Records:
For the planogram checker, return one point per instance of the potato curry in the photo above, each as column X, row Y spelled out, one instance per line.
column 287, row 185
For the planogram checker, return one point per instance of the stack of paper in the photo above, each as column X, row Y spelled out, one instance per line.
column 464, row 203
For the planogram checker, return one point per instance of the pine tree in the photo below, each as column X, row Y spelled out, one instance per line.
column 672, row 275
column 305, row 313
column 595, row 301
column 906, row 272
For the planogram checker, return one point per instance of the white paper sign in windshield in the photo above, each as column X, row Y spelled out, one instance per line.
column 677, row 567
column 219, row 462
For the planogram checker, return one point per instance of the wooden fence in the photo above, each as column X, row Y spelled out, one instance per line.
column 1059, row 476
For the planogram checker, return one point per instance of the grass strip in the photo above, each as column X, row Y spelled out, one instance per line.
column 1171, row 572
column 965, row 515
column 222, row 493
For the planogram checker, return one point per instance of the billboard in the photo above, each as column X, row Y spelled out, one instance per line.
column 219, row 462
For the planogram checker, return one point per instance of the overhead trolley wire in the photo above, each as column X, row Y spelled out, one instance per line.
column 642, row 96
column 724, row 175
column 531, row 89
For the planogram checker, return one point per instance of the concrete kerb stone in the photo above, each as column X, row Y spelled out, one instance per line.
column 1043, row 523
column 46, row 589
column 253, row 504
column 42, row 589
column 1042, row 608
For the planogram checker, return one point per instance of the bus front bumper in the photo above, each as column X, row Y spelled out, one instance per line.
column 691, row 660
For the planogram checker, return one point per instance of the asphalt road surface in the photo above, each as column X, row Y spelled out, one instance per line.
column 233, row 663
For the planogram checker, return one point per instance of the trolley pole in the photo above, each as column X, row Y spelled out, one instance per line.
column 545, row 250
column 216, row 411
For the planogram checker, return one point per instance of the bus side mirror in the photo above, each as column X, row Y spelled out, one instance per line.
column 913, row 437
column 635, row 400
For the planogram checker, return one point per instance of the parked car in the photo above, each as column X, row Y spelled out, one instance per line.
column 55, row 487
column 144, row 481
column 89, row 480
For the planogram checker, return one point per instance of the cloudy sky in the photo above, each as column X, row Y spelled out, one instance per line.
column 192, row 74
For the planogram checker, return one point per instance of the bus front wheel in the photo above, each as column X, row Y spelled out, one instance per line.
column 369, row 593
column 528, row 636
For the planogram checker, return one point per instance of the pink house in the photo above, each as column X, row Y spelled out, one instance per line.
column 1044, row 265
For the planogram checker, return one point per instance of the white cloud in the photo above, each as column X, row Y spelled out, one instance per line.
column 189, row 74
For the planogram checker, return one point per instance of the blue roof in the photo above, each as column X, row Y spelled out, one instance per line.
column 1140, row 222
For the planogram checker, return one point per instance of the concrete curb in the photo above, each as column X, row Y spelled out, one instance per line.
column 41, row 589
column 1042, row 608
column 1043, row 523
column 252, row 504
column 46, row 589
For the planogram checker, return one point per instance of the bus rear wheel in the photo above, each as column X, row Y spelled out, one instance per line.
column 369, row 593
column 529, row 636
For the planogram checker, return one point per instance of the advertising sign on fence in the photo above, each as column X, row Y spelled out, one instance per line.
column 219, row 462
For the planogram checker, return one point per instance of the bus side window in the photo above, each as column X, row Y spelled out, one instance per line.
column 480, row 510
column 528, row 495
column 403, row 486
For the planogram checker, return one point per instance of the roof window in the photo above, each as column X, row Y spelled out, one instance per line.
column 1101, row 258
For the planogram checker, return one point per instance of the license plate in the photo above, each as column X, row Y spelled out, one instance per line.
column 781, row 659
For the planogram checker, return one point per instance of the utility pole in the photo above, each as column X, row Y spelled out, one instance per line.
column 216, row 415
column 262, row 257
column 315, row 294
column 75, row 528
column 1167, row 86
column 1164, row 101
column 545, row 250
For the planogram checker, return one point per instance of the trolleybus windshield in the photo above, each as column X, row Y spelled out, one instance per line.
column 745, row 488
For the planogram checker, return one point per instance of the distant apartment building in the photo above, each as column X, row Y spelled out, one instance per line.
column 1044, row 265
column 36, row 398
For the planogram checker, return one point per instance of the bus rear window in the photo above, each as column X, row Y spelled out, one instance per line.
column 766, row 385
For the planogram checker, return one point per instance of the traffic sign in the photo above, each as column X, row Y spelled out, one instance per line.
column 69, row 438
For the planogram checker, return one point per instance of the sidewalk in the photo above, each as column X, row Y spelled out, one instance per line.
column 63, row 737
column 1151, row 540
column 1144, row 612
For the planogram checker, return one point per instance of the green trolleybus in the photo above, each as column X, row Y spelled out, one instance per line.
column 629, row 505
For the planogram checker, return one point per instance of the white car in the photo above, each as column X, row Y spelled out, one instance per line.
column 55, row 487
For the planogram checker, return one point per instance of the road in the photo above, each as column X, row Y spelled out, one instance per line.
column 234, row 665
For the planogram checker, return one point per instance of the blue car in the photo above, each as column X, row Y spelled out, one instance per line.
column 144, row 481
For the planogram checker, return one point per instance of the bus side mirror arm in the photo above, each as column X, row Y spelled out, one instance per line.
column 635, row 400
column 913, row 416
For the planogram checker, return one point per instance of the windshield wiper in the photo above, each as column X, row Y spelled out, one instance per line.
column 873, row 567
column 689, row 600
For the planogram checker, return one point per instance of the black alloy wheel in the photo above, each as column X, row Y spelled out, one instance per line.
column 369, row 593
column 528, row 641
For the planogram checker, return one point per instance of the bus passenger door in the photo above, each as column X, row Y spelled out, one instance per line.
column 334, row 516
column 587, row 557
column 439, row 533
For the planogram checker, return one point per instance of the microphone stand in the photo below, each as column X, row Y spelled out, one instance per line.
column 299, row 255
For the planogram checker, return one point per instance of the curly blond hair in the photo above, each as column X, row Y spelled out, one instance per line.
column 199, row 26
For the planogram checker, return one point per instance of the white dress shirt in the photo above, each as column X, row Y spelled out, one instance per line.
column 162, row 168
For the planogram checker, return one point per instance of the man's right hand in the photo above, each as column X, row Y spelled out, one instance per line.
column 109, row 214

[What you will do] Rename "planogram checker" to "shelf audit tool" everywhere it appears in the data above, leaving every other part of the lines unchanged.

[Solution for this task]
For the shelf audit tool, return one point per instance of the potato curry in the photo above, each as column X, row Y spelled out, one instance per line.
column 287, row 185
For the shelf audit tool, return one point per instance of the stack of paper in the photo above, each as column X, row Y spelled out, one instance per line.
column 464, row 203
For the shelf audit tool, return one point per instance of the pine tree in the photo below, each as column X, row Y spelled out, one instance per line.
column 672, row 275
column 305, row 313
column 595, row 301
column 906, row 272
For the shelf audit tool, return one point per instance of the white paper sign in windshield in the photo above, each as column X, row Y spelled out, one instance per line.
column 677, row 567
column 219, row 462
For the shelf audit tool, return one point per instance of the wooden fence in the photo above, each as column X, row Y spelled out, one instance per line.
column 1059, row 476
For the shelf audit tool, return one point per instance of the grass strip in the photo above, each as column X, row Y spelled out, one instance per line.
column 1171, row 572
column 965, row 515
column 222, row 493
For the shelf audit tool, return one point per instance of the billboard in the photo above, each as column X, row Y spelled out, one instance per line.
column 219, row 462
For the shelf audit tool, return one point per instance of the overhead trolley wire in the photo above, each as column X, row Y spelled out, one instance per line.
column 642, row 96
column 724, row 175
column 531, row 89
For the shelf audit tool, return one point per instance of the concrete kerb stone in the photo above, each as column X, row Y spelled out, one instance per line.
column 1043, row 523
column 46, row 589
column 253, row 504
column 42, row 589
column 1042, row 608
For the shelf audit tool, return one point per instance of the bus front bumper in the photo above, each as column X, row Y spelled out, one instance per line.
column 691, row 660
For the shelf audit tool, return one point per instance of the asphalt road surface in the photo above, each as column X, row Y spelled out, one instance per line.
column 233, row 663
For the shelf audit tool, return one point per instance of the trolley pole in the photo above, each as column X, row Y spelled out, one instance per line.
column 545, row 250
column 216, row 411
For the shelf audit tool, return one point per instance of the bus side mirror in the photo above, each as column X, row Y spelled out, one instance per line.
column 913, row 437
column 635, row 400
For the shelf audit tool, return one point per instance of the parked car in the photo above, each as column X, row Y spelled out, one instance per line.
column 55, row 487
column 144, row 481
column 89, row 480
For the shelf audit tool, return one point per instance of the cloudy sky in the photo above, each as column X, row Y spelled out, one instance per line.
column 192, row 74
For the shelf audit tool, return one point per instance of the bus front wheel in the photo above, each as column X, row Y spelled out, one instance per line.
column 369, row 593
column 528, row 636
For the shelf audit tool, return one point per instance of the pink house in the photo above, each as column X, row Y spelled out, one instance per line.
column 1044, row 265
For the shelf audit tool, return one point per instance of the white cloud in the photo above, each as column X, row Y spelled out, one instance per line.
column 189, row 74
For the shelf audit tool, return one point per instance of the blue roof in the photo above, each as column X, row Y spelled out, one instance per line.
column 1140, row 222
For the shelf audit tool, return one point per instance of the concrete curb in the photo above, each as column X, row Y spelled out, one instance per line.
column 41, row 589
column 1042, row 608
column 1043, row 523
column 252, row 504
column 46, row 589
For the shelf audit tool, return one point per instance of the bus rear wheel in the photo above, each as column X, row Y spelled out, one instance per line.
column 369, row 593
column 529, row 636
For the shelf audit tool, return one point per instance of the advertising sign on fence in the photo above, each as column X, row Y spelled out, one instance per line.
column 219, row 462
For the shelf audit tool, return one point per instance of the bus side window in the photo above, each as column X, row Y spelled out, one instance per line.
column 480, row 510
column 528, row 495
column 403, row 486
For the shelf audit tool, return one point per instance of the roof window in the photo above, each as column X, row Y spelled out, one instance per line.
column 1101, row 258
For the shelf audit tool, return one point per instance of the license plate in the photo above, each as column X, row Y spelled out, one instance per line.
column 781, row 659
For the shelf audit tool, return one point per instance of the utility pole in the photo above, each as column X, row Y spelled out, one instance per line.
column 216, row 415
column 262, row 257
column 315, row 294
column 75, row 528
column 1167, row 86
column 1164, row 101
column 545, row 250
For the shelf audit tool, return one point per instance of the trolleybus windshield in the photo above, each as column X, row Y spelled out, one instance per line.
column 745, row 488
For the shelf audit tool, return one point per instance of the distant apartment building in the photo above, each as column X, row Y spelled out, one instance per line.
column 1044, row 265
column 36, row 398
For the shelf audit tool, return one point per instance of the bus rear window in the photo above, each as column X, row Y spelled out, one instance per line.
column 766, row 385
For the shelf audit tool, return one point per instance of the traffic sign in the photo above, each as column X, row Y spelled out, one instance per line.
column 69, row 438
For the shelf audit tool, return one point per instance of the sidewalk in the photo above, each as column X, row Y spelled out, one instance per line.
column 63, row 737
column 1151, row 540
column 1144, row 612
For the shelf audit tool, return one point per instance of the green trolleybus in the photo above, each as column X, row Y spelled out, one instance per line.
column 629, row 505
For the shelf audit tool, return one point per instance of the white car in the photo above, each as column X, row Y spelled out, one instance per line.
column 55, row 487
For the shelf audit tool, return one point per instance of the road in the photo above, each as column X, row Y spelled out, one instance per line.
column 234, row 665
For the shelf audit tool, return one point per instance of the blue car in the photo above, each as column X, row Y spelled out, one instance per line.
column 144, row 481
For the shelf audit tool, return one point per instance of the bus side mirror arm in the photo above, each as column X, row Y spelled out, one instance per line.
column 635, row 400
column 913, row 416
For the shelf audit tool, return one point per instance of the windshield wiper in the photo above, each as column X, row Y spelled out, one instance per line.
column 873, row 567
column 689, row 600
For the shelf audit tool, return one point per instance of the black alloy wheel in the photo above, each as column X, row Y spelled out, one instance per line.
column 369, row 593
column 528, row 641
For the shelf audit tool, return one point per instance of the bus passenger door in the photo above, each as column X, row Y spelled out, one instance per line.
column 334, row 516
column 587, row 557
column 439, row 533
For the shelf audit tool, return one point per instance of the microphone stand in the photo below, each as column X, row Y spelled out, one instance per line.
column 299, row 255
For the shelf audit tool, return one point per instance of the curly blond hair in the photo above, each as column X, row Y spelled out, one instance per line.
column 199, row 26
For the shelf audit tool, return one point per instance of the white dress shirt in the photo above, each as column X, row Y spelled out, one instance per line.
column 162, row 168
For the shelf audit tool, return one point per instance of the man's right hand in the photo above, each as column X, row Y spelled out, one instance per line.
column 109, row 214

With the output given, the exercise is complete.